(Items from a dataset)

*-*-*

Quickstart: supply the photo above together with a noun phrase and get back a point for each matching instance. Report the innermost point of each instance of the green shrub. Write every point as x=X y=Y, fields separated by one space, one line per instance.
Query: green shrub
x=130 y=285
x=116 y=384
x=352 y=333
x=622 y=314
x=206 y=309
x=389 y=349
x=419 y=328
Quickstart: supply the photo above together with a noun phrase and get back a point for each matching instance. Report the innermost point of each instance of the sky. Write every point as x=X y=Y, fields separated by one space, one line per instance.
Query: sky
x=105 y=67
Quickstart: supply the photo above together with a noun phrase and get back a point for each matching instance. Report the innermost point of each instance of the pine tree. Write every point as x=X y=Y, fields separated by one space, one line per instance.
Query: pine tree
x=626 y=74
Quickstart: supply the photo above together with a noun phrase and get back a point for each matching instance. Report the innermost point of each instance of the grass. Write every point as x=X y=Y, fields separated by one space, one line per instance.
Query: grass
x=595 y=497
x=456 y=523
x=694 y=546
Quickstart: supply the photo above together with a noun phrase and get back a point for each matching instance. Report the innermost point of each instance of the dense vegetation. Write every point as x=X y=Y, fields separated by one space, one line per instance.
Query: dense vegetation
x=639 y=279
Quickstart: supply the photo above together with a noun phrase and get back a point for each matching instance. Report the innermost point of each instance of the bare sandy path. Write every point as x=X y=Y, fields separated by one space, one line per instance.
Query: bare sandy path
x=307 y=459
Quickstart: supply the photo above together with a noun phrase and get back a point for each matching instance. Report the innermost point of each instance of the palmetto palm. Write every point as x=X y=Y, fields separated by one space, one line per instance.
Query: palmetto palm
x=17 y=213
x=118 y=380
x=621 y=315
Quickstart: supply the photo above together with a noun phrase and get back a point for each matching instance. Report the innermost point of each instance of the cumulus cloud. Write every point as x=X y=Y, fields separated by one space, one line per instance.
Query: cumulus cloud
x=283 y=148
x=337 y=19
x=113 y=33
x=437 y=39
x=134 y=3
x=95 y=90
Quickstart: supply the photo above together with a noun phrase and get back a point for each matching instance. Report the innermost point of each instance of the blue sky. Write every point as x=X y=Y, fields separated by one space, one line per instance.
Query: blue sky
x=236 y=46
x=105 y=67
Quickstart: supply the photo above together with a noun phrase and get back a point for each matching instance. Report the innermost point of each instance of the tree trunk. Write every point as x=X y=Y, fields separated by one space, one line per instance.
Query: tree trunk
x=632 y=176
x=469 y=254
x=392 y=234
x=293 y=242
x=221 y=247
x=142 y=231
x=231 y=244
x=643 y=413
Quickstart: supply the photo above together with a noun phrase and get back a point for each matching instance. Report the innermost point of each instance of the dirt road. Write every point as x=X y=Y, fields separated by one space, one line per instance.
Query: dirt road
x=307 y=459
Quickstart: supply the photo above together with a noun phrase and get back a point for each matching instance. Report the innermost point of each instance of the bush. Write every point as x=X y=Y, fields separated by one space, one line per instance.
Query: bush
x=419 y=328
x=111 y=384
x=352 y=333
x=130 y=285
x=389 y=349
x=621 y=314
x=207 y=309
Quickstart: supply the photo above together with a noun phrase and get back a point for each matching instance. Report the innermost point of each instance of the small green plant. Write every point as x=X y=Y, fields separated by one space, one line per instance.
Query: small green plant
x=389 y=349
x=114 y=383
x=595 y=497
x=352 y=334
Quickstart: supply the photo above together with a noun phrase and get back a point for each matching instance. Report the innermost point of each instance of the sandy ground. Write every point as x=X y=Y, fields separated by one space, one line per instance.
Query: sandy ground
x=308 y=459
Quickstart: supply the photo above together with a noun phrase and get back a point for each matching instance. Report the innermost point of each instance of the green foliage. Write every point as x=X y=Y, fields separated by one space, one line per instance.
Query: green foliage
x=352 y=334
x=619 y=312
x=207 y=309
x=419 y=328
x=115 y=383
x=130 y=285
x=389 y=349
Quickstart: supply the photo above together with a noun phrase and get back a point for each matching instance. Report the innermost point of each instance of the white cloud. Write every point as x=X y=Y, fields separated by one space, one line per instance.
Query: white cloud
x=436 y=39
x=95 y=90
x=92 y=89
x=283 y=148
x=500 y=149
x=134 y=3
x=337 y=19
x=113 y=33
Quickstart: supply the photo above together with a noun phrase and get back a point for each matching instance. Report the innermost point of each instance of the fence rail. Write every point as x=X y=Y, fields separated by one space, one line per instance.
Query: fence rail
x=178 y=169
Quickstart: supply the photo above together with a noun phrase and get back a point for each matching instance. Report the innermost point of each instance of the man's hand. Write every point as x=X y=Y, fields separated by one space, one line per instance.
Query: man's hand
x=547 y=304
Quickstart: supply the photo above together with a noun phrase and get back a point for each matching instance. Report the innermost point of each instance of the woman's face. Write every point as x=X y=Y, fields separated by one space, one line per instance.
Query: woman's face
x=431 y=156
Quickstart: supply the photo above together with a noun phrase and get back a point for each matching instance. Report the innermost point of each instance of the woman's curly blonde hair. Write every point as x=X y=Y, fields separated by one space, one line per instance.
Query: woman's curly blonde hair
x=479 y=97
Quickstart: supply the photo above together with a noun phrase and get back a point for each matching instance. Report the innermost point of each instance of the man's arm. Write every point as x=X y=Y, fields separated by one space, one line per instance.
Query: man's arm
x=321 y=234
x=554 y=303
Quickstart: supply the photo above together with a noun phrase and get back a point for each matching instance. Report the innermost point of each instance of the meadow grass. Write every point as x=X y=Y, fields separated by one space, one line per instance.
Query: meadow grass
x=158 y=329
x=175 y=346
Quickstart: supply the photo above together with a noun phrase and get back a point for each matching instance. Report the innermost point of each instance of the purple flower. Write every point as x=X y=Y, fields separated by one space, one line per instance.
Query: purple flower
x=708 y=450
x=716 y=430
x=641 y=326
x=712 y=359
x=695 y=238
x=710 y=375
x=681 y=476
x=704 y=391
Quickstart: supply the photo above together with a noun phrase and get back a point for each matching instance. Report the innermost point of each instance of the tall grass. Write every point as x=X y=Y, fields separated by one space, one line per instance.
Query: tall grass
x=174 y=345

*-*-*

Give the lines from the one containing "the man's arm." through the end of the entries again, exactly as written and with no other lines.

Quickstart: supply the photo above together with a noun phrase and get back a point for each matching instance. Report the innermost point of each instance of the man's arm. Write every point as x=X y=Y, fields separated by one space, one line per instance.
Query: man's arm
x=321 y=234
x=554 y=303
Quickstart: supply the photo above together with a noun phrase and get back a point for each matching instance. Report the innermost point of each instance of the meadow grass. Write every point as x=X y=Y, fields separated by one space, one line per instance.
Query: meadow grass
x=158 y=329
x=175 y=346
Quickstart: supply the photo above together with a noun phrase and get back a point for each matching instance. Report the innermost point of each instance of the purple flower. Write every point as x=X y=Y, fields separated by one space, one line per instance.
Query: purple flower
x=708 y=450
x=716 y=430
x=641 y=326
x=712 y=359
x=695 y=238
x=710 y=375
x=681 y=476
x=704 y=391
Quickstart: supply the photo above together with a noun phrase and get back a point for each matching instance. Report the innermost point of each instance of the tall grass. Write every point as x=X y=Y, fields separated by one space, one line per instance.
Query: tall grass
x=174 y=345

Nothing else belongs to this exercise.